# Батарейка / аккумулятор



## cablino

Как правильно переводить слово "Battery". В настройках на Айфоне раньше было слово 'Баттерейка'. Сейчас, после обновления iOS 8, в таком-же месте настройках есть другое слово 'аккумулятор'. Я хочу знать, как правильно на русском называть эту вещу. 

How can I correctly translate the word "Battery". In the settings on iPhone, there used to be the word  'Баттерейка'. Now, after the update iOS 8, the same place in settings has a different word -  'аккумулятор'. I would like to know how to correctly call this thing in Russian. 

(По-моему я по-русский всегда сделаю немного ошибок, но уверено что все в смысле. Если не так я тоже напишу вопрос на моем родном.)

(In my opinion I always make some mistakes in Russian, but I am confident everything makes sense. If this is not the case I have also written my question in my native language. ) 

Спасибо заранее.
Thanks in advance.

----


----------



## Drink

cablino said:


> Как правильно пере*вести* слово "Battery". В настройках на Айфоне раньше было слово 'Баттерейка'. Сейчас, после обновления iOS 8, в *том*-же месте *в* настройках есть другое слово 'аккумулятор'. Я хочу *у*знать, как правильно на русском называть эту вещ*ь*.
> 
> How can I correctly translate the word "Battery". In the settings on iPhone, there used to be the word  'Баттерейка'. Now, after the update iOS 8, the same place in settings has a different word -  'аккумулятор'. I would like to know how to correctly call this thing in Russian.
> 
> (По-моему я по-русский всегда *делаю* немного ошибок, но *на*верено что все *понятно*. Если не так я тоже напишу вопрос на моем родном тоже.)
> 
> (In my opinion I always make some mistakes in Russian, but I am confident everything makes sense. If this is not the case I have also written my question in my native language. )
> 
> Спасибо заранее.
> Thanks in advance.
> 
> ----



The correct spelling of the word you are referring to is "батарейка", but this diminutive usually refers to small removable batteries (like AA, etc.). It would be better to use the non-diminutive form "батарея".

The word "аккумулятор" does not strictly refer to a "battery", but to any "accumulator" of charge. In the case of an iPhone, you can use it, but be aware of the slightly different meaning.


----------



## DrDIT

Russian makes a clear distinction between a rechargeable battery (аккумулятор) and a disposable, sinlge-use battery (батарейка). What is used in smartphones (and cars, by the way) is called аккумулятор only. What is used in wrist watches, electric torches, toys, etc. is батарейка. English does not make such a distinction and the word "battery" may mean both, that leads to confusion. Every time I translate a text with the word "battery" in it, I have to do extra research to find out whether it is rechargeable or not.

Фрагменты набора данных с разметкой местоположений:

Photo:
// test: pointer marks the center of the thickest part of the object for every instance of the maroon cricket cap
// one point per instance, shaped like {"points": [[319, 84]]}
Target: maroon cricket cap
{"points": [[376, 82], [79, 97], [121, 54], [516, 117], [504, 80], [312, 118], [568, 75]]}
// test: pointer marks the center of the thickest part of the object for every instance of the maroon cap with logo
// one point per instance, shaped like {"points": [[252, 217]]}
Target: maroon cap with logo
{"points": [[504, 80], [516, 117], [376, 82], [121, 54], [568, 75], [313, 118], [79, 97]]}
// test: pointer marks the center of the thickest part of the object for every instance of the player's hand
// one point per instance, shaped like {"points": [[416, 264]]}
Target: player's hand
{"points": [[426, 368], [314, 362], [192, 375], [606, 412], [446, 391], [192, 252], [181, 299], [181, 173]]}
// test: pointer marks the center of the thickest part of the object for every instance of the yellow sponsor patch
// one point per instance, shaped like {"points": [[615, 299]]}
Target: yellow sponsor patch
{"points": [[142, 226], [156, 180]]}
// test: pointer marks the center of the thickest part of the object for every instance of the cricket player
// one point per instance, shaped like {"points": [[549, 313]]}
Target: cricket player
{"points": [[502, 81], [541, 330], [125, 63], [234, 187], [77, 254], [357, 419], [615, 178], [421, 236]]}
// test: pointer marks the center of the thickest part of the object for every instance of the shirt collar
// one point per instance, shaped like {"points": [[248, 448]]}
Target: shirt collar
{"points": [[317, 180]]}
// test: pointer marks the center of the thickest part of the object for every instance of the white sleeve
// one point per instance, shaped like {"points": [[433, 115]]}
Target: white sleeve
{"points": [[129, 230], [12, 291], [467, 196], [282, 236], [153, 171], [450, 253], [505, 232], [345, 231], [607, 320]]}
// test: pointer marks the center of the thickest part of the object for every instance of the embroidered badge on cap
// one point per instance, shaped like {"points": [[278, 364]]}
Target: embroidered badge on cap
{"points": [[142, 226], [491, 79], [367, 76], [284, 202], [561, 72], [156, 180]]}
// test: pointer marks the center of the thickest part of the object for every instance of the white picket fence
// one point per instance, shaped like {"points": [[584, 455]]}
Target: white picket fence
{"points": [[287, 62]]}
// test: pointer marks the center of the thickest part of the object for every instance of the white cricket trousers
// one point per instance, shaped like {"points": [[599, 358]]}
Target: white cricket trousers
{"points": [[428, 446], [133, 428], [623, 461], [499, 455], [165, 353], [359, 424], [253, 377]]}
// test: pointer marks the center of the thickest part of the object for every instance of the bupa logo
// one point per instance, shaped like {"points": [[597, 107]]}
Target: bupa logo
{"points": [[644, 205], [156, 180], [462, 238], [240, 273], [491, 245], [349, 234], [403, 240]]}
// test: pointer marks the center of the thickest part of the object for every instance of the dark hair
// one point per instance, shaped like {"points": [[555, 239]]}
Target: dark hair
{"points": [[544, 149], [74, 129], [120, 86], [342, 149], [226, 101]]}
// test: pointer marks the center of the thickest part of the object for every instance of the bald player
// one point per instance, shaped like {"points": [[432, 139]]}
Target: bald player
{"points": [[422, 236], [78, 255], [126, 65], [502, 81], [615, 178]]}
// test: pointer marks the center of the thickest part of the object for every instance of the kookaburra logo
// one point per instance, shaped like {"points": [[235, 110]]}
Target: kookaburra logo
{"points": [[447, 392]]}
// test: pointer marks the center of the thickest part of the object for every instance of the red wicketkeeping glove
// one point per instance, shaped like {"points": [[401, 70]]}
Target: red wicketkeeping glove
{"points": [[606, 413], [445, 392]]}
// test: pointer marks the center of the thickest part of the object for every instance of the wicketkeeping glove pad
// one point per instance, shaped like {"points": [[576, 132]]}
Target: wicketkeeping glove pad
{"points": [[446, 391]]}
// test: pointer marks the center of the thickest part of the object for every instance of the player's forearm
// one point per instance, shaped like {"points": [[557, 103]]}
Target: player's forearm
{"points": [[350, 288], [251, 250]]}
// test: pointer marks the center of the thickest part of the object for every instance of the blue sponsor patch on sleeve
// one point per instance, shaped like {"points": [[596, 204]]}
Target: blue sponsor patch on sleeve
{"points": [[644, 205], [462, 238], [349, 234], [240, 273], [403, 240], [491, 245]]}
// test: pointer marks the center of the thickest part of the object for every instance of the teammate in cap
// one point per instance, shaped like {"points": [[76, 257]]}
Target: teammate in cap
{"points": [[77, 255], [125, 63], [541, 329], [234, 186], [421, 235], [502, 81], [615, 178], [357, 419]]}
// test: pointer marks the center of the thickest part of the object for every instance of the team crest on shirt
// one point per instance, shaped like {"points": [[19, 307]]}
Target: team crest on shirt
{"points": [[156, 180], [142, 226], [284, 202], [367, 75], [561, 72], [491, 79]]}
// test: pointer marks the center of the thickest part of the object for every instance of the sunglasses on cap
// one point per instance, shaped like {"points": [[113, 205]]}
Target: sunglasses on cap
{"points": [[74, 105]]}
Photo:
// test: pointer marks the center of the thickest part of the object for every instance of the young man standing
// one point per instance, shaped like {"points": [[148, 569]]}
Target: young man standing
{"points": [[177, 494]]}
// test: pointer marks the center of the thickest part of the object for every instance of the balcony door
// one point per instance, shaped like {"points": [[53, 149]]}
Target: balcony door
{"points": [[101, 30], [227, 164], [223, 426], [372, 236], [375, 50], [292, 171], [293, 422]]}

* Задания:
1) Как, по словам DrDIT в ветке о батарейке и аккумуляторе, по-русски называется то, что используется в наручных часах, электрических фонариках и игрушках?
2) Пожалуйста, продолжите ветку о батарейке и аккумуляторе, начав сразу после её последнего предложения.

* Ответы к заданиям:
1) Батарейка.

2)
----------



## Drink

DrDIT said:


> Russian makes a clear distinction between a rechargeable battery (аккумулятор) and a disposable, sinlge-use battery (батарейка). What is used in smartphones (and cars, by the way) is called аккумулятор only. What is used in wrist watches, electric torches, toys, etc. is батарейка. English does not make such a distinction and the word "battery" may mean both, that leads to confusion. Every time I translate a text with the word "battery" in it, I have to do extra research to find out whether it is rechargeable or not.



Then what would you call these, for example? (The link points to an image of Duracell rechargeable AA batteries.)


----------



## DrDIT

These are аккумуляторы for sure. Size does not matter; if it is rechargeable, it is аккумулятор. In an electronics store you may ask for "батарейка АА" or "аккумулятор АА" (like the one you mentioned). Also as to mobile phones the common way is "у меня садится аккумулятор", for example. Never heard anyone referring to it as батарея.


----------



## Drink

DrDIT said:


> These are аккумуляторы for sure. Size does not matter; if it is rechargeable, it is аккумулятор. In an electronics store you may ask for "батарейка АА" or "аккумулятор АА" (like the one you mentioned). Also as to mobile phones the common way is "у меня садится аккумулятор", for example. Never heard anyone referring to it as батарея.



But still isn't an аккумулятор just a type of батарея ("аккумуляторная батарея")?


----------



## DrDIT

Аккумуляторная батарея is an "official" name for electric аккумулятор (this term is mostly used in car manuals, for example, and is hardly used in live speech). In this case батарея specifies that the accumulator is an electric one (there are also thermal, mechanical, and many other less common types of accumulators we rarely see in everyday life).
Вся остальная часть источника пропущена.